-------- Fragmento dado

¿Escuchan ese rugido?
Cristina Roldán
Musicóloga y divulgadora
Hace apenas unos días despedíamos otra primavera a la que los Pequeños Cantores de la ORCAM dieron la bienvenida en su concierto del pasado mes de abril. La última cita de esta temporada 2023/24 nos invita a forzar el oído para escuchar junto a Rachmaninoff el “rumor verde” que ha dejado esta estación a su paso, y percibir los latidos de la tierra aún enardecida que parece revolverse en Mandú-Çárárá de Villa-Lobos y que grita sin medias tintas en La consagración de la primavera de Stravinsky, haciéndose oír desde todas las partes de la orquesta.
“Ya llega, resuena el rumor verde de la primavera” dice el poema Zelyonyi Shum de Nikolai Nekrasov. Un “rumor verde” producido por el deshielo de los campos, antes del estallido de las plantas en flor. Este verso podría haber rondado por la mente de Igor Stravinsky cuando concibió La consagración de la primavera, sin embargo, fue Sergei Rachmaninoff (1873-1943) quien se inspiró en el poema para escribir su cantata Spring (“Primavera”).
Corría el mes de enero de 1902 cuando comenzó la composición, acaso fascinado por la idea de la derrota del invierno por una primavera liberadora. Resulta comprensible si pensamos en el frío de Moscú en pleno enero, pero su fascinación tenía más que ver con la concepción de la primavera como renovación y renacimiento personal. Esta cantata forma parte del conjunto de obras que siguieron a las sesiones de Rachmaninoff con el doctor Nikolai Dahl, el psicólogo que le liberó de su bloqueo creativo y le permitió recuperar la inspiración para escribir su Concierto para piano n.º 2 en do menor, op. 18 (1901). Lo suyo fue, en definitiva, un resurgimiento.

----------------
-------- Material de origen

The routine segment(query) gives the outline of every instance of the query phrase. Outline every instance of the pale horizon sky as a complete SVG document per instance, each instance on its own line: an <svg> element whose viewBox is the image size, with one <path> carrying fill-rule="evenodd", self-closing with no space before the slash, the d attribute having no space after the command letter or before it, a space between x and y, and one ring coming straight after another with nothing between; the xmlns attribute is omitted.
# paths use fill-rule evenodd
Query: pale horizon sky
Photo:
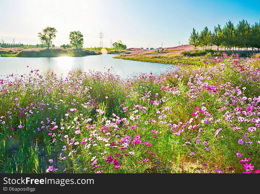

----------------

# Qué hacer
Sigue escribiendo el texto sobre la primavera en la música de Rachmaninoff, Villa-Lobos y Stravinsky a partir de su última frase.

# Resultado final
En el poema, Nekrasov retrata a la primavera desde la perspectiva del invierno. La historia es como sigue: un matrimonio está confinado en el hogar conyugal, donde pasa los meses de invierno. La esposa ha confesado al marido que le fue infiel al final del verano, y este tiene que lidiar con los insoportables pensamientos que le acechan: “El invierno desgreñado ruge día y noche: ‘¡Mata a la traidora…!’”. Ha afilado un cuchillo con este propósito, pero pronto irrumpe el rumor verde de la primavera y su empuñadura flaquea. “Ama hasta donde puedas amar, aguanta hasta donde puedas aguantar, perdona hasta donde puedas perdonar, y ¡que Dios sea tu juez!”, concluye el barítono junto al coro.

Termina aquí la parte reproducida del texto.